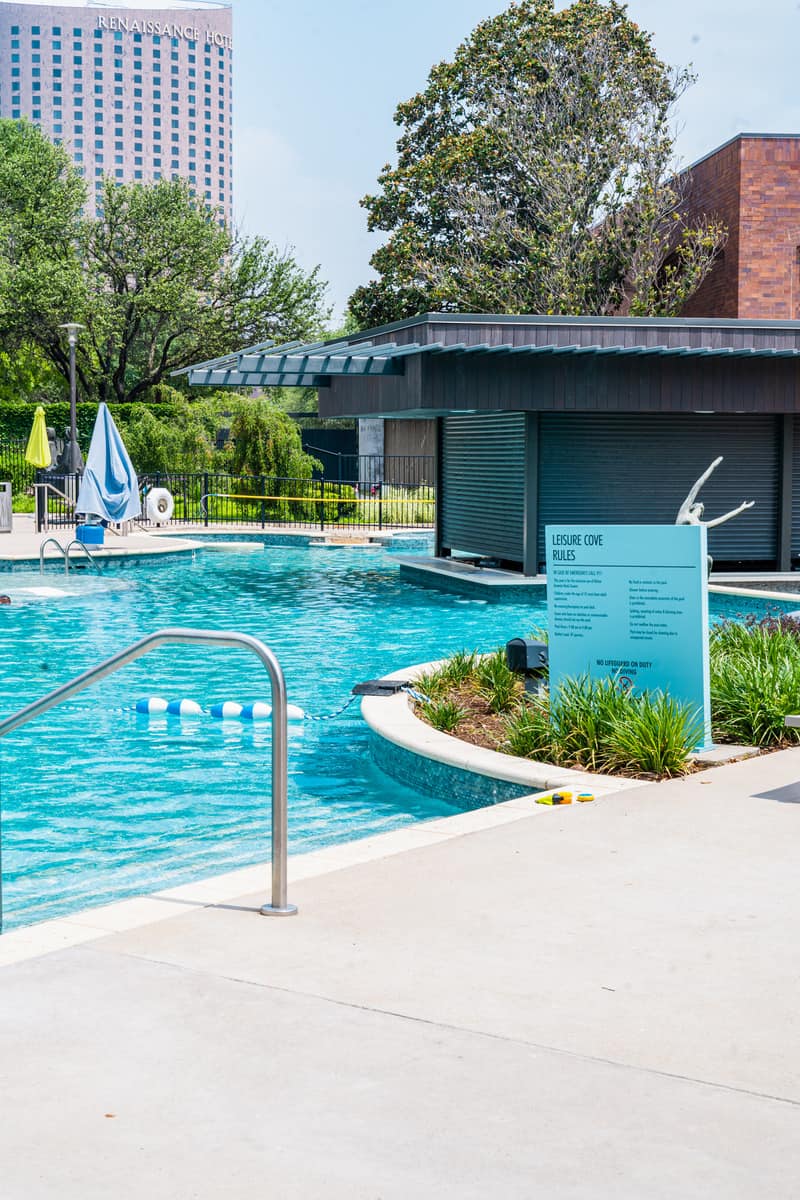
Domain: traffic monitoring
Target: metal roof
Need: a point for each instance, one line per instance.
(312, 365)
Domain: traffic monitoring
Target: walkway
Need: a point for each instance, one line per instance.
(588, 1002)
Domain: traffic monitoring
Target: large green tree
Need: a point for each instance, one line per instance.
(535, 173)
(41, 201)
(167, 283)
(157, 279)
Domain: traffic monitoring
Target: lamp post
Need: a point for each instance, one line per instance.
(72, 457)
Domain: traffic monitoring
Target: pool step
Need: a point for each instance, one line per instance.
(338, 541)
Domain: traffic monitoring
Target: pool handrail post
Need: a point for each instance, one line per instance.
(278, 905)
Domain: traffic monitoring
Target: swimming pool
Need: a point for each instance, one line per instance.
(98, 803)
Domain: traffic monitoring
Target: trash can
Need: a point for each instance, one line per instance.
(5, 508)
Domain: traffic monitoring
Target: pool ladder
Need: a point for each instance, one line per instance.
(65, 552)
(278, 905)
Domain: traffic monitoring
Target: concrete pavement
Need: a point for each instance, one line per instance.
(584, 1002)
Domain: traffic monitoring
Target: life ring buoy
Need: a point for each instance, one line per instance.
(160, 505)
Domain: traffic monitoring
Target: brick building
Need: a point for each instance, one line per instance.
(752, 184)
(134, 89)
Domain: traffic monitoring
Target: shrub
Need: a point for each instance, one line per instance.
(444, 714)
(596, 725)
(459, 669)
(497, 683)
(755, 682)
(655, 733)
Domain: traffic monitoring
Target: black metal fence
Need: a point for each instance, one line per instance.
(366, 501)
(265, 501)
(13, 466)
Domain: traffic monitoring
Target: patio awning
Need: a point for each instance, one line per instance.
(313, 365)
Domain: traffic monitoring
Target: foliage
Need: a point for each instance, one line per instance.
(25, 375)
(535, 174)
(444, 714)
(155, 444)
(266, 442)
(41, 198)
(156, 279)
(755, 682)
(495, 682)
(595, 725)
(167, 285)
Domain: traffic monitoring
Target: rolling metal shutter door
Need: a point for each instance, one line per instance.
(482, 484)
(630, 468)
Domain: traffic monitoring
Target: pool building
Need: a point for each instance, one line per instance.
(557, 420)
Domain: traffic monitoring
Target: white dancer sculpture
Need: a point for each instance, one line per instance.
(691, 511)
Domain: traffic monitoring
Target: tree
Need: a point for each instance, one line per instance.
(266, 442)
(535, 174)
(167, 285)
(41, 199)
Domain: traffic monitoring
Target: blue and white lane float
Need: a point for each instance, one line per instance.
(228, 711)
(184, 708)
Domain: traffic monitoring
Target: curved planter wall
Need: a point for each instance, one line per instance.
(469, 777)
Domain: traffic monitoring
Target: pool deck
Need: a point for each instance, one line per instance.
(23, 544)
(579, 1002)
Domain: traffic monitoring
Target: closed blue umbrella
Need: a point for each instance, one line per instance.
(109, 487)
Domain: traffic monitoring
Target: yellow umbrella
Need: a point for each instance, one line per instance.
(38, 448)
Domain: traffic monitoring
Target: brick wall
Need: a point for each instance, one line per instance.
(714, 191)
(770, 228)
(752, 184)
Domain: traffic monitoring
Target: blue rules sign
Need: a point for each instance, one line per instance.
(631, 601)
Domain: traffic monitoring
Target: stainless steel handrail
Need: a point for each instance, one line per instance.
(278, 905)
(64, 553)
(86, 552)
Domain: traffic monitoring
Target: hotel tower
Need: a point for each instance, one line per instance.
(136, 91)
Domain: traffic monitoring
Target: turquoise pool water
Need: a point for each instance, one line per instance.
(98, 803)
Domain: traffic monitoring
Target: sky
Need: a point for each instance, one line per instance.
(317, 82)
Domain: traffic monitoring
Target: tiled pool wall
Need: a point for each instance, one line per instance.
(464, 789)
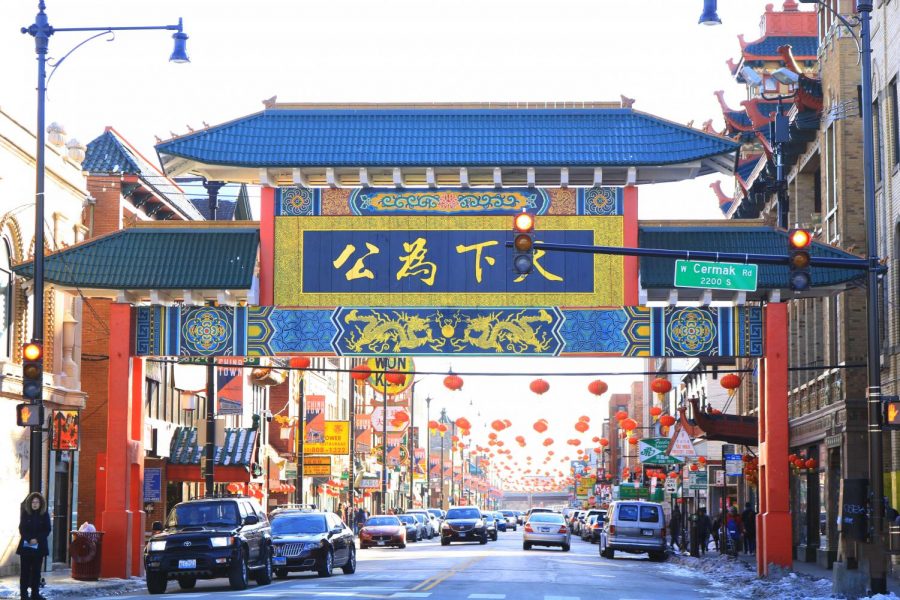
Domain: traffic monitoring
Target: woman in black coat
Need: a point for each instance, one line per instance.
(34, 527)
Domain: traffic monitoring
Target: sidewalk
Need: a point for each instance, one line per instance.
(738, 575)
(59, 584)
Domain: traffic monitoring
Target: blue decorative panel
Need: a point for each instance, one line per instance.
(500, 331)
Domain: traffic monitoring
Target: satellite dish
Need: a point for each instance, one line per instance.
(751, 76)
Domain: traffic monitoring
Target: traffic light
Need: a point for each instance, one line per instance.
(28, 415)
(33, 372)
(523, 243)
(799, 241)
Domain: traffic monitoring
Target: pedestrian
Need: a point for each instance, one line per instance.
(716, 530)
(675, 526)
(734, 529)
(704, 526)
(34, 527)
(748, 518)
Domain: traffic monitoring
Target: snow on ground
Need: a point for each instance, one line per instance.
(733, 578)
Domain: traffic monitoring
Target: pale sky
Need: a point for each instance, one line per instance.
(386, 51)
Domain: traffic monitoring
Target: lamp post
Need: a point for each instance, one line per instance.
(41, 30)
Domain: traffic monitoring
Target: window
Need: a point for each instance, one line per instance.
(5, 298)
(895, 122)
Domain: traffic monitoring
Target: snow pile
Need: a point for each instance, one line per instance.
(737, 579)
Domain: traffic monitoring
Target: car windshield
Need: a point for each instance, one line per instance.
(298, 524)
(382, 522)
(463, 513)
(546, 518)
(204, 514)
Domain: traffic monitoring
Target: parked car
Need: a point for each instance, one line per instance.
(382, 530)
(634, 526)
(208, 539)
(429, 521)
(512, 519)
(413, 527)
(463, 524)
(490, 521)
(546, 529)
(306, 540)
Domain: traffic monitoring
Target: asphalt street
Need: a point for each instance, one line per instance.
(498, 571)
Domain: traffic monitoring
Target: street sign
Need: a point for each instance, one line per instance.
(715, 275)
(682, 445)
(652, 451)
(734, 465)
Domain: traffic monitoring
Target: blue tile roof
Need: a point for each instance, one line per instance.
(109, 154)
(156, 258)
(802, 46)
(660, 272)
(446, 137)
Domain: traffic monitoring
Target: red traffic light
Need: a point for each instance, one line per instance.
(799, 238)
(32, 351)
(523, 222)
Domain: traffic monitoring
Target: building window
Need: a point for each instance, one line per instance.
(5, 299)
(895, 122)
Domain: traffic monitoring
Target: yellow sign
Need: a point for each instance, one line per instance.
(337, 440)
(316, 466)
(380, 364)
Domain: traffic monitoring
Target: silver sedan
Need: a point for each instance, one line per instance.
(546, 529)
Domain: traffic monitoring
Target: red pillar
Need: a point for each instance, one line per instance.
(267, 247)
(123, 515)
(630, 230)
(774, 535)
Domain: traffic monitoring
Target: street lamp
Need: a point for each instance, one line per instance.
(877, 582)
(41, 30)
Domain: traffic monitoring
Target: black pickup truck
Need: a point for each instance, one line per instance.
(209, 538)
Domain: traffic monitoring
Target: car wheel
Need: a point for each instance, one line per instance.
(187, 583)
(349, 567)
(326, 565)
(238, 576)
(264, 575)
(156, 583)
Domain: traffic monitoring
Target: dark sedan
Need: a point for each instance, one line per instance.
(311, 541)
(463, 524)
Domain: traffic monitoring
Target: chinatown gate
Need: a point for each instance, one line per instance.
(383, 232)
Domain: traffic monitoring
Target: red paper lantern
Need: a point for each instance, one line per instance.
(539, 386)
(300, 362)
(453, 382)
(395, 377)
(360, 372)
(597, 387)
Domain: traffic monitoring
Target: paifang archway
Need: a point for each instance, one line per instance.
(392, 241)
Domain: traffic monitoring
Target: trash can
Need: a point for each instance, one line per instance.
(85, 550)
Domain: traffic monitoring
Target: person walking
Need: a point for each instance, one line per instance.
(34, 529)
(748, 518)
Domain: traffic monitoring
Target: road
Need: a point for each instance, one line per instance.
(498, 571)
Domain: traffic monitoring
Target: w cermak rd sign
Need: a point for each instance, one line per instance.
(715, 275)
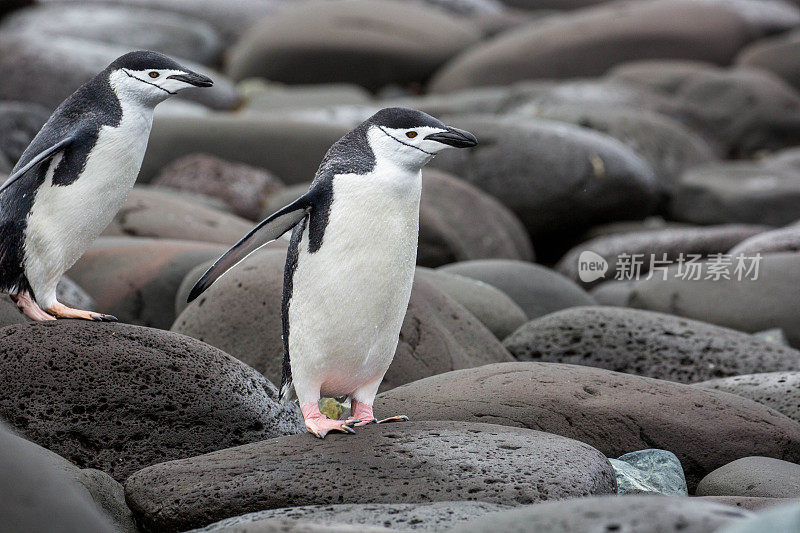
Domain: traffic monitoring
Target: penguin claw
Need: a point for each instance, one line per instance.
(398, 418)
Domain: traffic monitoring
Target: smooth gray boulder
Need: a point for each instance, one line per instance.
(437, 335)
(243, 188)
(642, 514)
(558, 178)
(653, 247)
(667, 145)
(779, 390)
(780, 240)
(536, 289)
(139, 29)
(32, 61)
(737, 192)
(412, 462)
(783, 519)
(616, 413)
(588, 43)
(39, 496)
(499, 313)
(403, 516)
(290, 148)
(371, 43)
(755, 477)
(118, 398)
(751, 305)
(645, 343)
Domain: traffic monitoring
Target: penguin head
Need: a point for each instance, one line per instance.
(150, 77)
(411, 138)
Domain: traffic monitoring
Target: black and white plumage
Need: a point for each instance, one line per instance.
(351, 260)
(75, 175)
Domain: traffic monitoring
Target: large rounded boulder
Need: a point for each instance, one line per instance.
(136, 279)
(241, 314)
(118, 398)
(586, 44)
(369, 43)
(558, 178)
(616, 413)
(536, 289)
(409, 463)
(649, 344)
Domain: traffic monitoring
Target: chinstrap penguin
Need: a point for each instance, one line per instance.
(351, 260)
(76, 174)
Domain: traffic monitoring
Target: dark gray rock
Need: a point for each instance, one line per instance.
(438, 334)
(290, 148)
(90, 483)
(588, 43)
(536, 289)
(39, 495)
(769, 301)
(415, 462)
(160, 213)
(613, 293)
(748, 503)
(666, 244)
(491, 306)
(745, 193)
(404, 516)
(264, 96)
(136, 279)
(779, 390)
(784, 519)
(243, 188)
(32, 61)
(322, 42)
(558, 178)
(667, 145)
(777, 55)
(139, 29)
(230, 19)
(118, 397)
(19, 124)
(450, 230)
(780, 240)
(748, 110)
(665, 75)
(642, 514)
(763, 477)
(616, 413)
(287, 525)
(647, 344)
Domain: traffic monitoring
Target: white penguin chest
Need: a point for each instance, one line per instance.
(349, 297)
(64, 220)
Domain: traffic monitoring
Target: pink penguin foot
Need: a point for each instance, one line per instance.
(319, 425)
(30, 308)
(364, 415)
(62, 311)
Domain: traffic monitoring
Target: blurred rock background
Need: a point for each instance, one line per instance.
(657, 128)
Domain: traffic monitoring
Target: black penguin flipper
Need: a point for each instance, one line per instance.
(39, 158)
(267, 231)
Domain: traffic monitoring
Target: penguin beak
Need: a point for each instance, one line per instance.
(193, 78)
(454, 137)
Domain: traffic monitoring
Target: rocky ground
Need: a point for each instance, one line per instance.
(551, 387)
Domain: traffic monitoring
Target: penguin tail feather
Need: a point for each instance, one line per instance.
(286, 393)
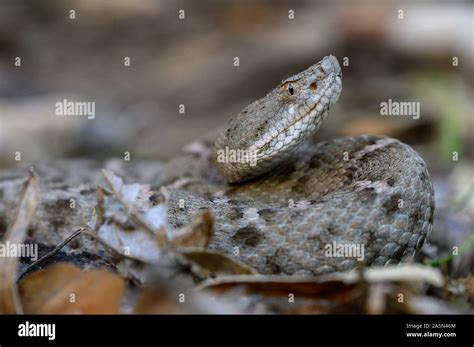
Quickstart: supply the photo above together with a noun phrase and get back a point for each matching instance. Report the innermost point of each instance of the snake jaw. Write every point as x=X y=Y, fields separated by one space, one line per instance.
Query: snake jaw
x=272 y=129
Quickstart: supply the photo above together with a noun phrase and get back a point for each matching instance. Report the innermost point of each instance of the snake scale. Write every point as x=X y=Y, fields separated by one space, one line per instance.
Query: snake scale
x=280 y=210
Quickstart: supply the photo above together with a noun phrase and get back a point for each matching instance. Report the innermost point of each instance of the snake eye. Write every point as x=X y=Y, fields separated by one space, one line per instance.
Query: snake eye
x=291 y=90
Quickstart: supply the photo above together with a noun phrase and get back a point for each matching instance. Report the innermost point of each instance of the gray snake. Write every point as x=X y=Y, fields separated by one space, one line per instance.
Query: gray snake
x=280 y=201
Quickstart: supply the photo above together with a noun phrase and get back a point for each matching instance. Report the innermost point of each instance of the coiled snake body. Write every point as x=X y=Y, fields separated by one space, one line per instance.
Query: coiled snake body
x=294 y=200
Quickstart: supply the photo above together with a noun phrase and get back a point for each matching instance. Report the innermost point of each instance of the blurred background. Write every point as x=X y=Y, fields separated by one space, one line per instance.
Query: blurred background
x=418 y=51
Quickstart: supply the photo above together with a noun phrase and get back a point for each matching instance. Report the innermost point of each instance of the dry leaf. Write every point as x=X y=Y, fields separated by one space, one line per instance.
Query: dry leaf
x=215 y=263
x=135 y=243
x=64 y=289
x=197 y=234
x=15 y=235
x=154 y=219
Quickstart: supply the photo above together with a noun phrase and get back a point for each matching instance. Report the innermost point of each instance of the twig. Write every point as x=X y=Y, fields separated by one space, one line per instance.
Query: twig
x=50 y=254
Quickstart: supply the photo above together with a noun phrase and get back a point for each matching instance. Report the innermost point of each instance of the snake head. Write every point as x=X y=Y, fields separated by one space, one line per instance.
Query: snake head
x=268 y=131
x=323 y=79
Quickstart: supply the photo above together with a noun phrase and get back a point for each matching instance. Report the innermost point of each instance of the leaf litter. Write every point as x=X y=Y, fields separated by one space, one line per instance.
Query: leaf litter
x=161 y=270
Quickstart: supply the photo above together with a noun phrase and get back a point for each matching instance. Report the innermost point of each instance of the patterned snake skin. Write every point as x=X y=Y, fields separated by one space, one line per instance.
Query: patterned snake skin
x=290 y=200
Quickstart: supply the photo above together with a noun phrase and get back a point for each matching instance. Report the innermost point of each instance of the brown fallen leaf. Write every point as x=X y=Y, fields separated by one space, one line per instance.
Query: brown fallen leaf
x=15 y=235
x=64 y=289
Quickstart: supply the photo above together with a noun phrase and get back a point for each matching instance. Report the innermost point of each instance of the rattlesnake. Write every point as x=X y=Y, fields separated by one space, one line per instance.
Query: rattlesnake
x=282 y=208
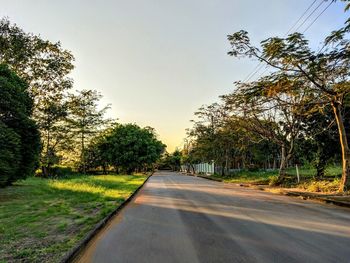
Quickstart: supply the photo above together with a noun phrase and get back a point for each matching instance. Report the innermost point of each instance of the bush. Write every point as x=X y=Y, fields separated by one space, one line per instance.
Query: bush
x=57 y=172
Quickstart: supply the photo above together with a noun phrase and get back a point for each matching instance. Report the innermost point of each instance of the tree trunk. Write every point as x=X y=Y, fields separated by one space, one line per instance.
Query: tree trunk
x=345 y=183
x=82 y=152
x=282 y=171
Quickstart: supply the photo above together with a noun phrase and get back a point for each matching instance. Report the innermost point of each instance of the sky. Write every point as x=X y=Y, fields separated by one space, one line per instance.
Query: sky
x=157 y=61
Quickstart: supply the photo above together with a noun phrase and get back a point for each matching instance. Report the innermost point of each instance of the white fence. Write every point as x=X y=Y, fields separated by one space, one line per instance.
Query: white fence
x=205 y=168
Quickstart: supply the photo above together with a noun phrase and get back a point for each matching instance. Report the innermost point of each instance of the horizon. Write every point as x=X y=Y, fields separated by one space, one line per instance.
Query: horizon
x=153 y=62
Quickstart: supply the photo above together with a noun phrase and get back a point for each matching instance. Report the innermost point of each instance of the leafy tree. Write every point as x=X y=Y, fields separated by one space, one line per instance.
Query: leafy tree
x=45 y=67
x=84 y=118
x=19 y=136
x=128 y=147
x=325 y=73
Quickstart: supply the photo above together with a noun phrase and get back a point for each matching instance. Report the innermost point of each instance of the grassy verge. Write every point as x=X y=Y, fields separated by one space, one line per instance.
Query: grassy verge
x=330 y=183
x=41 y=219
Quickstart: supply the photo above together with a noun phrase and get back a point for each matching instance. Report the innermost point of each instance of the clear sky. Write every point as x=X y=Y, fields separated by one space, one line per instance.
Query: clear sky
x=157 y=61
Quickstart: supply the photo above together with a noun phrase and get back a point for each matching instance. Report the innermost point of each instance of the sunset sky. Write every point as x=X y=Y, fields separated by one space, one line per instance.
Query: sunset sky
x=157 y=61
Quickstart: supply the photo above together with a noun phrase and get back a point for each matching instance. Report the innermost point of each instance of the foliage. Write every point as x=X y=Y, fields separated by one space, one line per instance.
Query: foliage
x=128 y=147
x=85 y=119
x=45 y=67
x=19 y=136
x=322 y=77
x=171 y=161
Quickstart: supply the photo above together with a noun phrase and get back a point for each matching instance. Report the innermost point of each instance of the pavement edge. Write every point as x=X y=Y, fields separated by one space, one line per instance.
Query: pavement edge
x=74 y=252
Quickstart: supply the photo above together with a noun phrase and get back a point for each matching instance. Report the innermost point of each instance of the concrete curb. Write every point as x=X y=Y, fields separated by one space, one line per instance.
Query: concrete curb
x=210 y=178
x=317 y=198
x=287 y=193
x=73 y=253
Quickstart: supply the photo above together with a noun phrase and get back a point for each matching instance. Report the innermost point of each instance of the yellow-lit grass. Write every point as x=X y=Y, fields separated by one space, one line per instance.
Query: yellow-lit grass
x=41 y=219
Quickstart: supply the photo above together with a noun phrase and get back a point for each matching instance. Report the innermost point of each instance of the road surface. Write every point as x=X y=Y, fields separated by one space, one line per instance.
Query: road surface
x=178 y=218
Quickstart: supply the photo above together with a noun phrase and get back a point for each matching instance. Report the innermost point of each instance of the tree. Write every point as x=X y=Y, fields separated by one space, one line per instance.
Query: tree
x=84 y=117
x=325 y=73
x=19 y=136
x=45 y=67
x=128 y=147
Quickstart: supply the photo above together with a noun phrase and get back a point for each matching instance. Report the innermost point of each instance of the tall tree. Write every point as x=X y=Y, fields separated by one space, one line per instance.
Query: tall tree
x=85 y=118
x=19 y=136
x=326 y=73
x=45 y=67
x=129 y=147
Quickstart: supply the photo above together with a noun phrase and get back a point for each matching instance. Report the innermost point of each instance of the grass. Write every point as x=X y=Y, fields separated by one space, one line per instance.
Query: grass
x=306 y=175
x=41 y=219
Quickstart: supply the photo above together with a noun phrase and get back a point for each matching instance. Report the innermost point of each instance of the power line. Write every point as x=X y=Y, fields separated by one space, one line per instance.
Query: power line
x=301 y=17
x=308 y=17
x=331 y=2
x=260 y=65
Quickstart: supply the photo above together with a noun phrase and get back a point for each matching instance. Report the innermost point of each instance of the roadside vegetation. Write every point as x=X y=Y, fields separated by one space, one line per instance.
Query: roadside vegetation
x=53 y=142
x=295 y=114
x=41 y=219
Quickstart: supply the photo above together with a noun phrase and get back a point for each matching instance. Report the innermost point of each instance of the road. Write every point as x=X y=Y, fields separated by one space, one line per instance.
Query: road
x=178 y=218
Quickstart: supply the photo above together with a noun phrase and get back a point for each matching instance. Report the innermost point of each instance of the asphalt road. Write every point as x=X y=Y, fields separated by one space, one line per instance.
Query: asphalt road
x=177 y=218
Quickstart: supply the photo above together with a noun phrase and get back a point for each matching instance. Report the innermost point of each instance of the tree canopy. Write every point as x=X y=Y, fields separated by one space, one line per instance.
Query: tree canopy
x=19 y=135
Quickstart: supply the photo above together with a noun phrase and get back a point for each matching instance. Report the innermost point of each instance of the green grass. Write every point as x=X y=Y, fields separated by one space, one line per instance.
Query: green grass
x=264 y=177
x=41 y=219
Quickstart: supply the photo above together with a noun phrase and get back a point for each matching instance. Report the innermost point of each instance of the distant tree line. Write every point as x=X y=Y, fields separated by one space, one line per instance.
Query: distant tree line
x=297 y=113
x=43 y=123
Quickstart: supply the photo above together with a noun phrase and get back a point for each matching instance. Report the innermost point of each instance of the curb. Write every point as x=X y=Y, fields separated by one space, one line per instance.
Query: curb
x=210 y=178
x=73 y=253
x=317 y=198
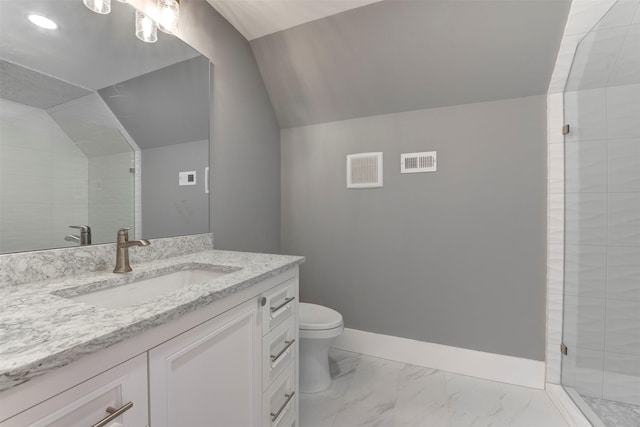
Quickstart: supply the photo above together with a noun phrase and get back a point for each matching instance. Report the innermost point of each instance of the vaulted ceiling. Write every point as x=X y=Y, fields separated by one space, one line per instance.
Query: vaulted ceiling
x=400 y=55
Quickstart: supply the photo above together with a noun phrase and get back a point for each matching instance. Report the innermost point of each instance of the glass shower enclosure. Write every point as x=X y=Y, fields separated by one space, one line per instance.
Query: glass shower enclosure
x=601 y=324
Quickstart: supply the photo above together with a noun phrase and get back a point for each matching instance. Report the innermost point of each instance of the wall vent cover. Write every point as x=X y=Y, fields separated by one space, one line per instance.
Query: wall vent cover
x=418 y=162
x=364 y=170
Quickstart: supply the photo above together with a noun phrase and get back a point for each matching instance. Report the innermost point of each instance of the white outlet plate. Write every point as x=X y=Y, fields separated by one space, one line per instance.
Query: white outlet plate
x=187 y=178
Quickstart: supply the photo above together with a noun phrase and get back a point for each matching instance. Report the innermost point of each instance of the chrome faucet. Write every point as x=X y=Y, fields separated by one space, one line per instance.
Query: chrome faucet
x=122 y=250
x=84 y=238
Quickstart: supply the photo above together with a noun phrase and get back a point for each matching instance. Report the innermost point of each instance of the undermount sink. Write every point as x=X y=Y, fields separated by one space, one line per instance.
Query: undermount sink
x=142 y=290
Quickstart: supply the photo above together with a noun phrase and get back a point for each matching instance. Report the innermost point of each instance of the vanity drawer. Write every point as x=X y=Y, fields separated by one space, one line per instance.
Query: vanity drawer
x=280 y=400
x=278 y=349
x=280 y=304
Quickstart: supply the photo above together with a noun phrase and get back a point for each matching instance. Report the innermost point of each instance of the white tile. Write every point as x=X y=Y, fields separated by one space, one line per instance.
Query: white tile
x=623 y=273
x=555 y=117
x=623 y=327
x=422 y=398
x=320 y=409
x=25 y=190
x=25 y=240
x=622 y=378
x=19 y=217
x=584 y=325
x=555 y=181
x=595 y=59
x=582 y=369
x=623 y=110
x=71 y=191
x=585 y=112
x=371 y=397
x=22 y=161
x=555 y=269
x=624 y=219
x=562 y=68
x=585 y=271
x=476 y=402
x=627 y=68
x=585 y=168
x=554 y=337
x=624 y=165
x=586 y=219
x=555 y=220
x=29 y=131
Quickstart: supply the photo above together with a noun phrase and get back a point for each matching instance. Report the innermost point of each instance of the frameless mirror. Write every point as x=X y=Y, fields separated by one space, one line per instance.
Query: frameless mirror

__What the exercise asks__
Scan the entries above and work out how many lines include the word "dark"; the reply is that number alone.

__Exercise answer__
2